[Exercise description]
Reproduce word for word the stretch of the Florida rehearing rule text below, from "(b) Time for" through "motion is determined.".

What is a Motion for Rehearing Under the Florida Rules of Civil Procedure?

A motion for rehearing under Florida Rule of Civil Procedure 1.530 is a request from a losing litigant to ask the Court to essentially change its mind, based on an assertion of factual or legal error, as follows:

RULE 1.530. MOTIONS FOR NEW TRIAL AND REHEARING; AMENDMENTS OF JUDGMENTS; REMITTITUR OR ADDITUR

(a) Jury and Non-Jury Actions. A new trial may be granted to all or any of the parties and on all or a part of the issues. To preserve for appeal a challenge to the failure of the trial court to make required findings of fact in the final judgment, a party must raise that issue in a motion for rehearing under this rule. On a motion for a rehearing of matters heard without a jury, including summary judgments, the court may open the judgment if one has been entered, take additional testimony, and enter a new judgment.

(b) Time for Motion. A motion for new trial or for rehearing must be served not later than 15 days after the return of the verdict in a jury action or the date of filing of the judgment in a non-jury action. A timely motion may be amended to state new grounds in the discretion of the court at any time before the motion is determined.

(c) Time for Serving Affidavits. When a motion for a new trial is based on affidavits, the affidavits must be served with the motion. The opposing party has 10 days after such service within which to serve opposing affidavits, which period may be extended for an additional period not exceeding 20 days either by the court for good cause shown or by the parties by written stipulation. The court may permit reply affidavits.

(d) On Initiative of Court. Not later than 15 days after the date of filing of the judgment or within the time of ruling on a timely motion for a rehearing or a new trial made by a party, the court of its own initiative may order a rehearing or a new trial for any reason for which it might have granted a rehearing or a new trial on motion of a party.

(e) When Motion Is Unnecessary; Non-Jury Action. In a non-jury action, the sufficiency of the evidence to support the judgment may be raised on appeal whether or not the party raising the question has made any objection thereto in the trial court or made a motion for rehearing, for new trial, or to alter or amend the judgment.

(f) Order Granting to Specify Grounds. All orders granting a new trial must state the specific grounds therefor. If such an order is appealed and does not state the specific grounds, the appellate court shall relinquish its jurisdiction to the trial court for entry of an order specifying the grounds for granting the new trial.

[Information provided]

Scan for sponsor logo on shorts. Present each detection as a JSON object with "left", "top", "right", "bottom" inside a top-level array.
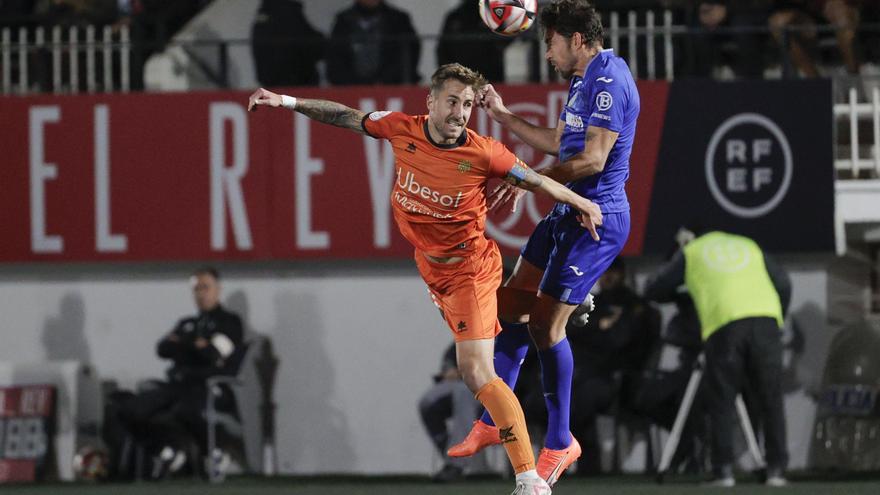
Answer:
[{"left": 498, "top": 426, "right": 516, "bottom": 443}]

[Task solution]
(b) Time for Motion. A motion for new trial or for rehearing must be served not later than 15 days after the return of the verdict in a jury action or the date of filing of the judgment in a non-jury action. A timely motion may be amended to state new grounds in the discretion of the court at any time before the motion is determined.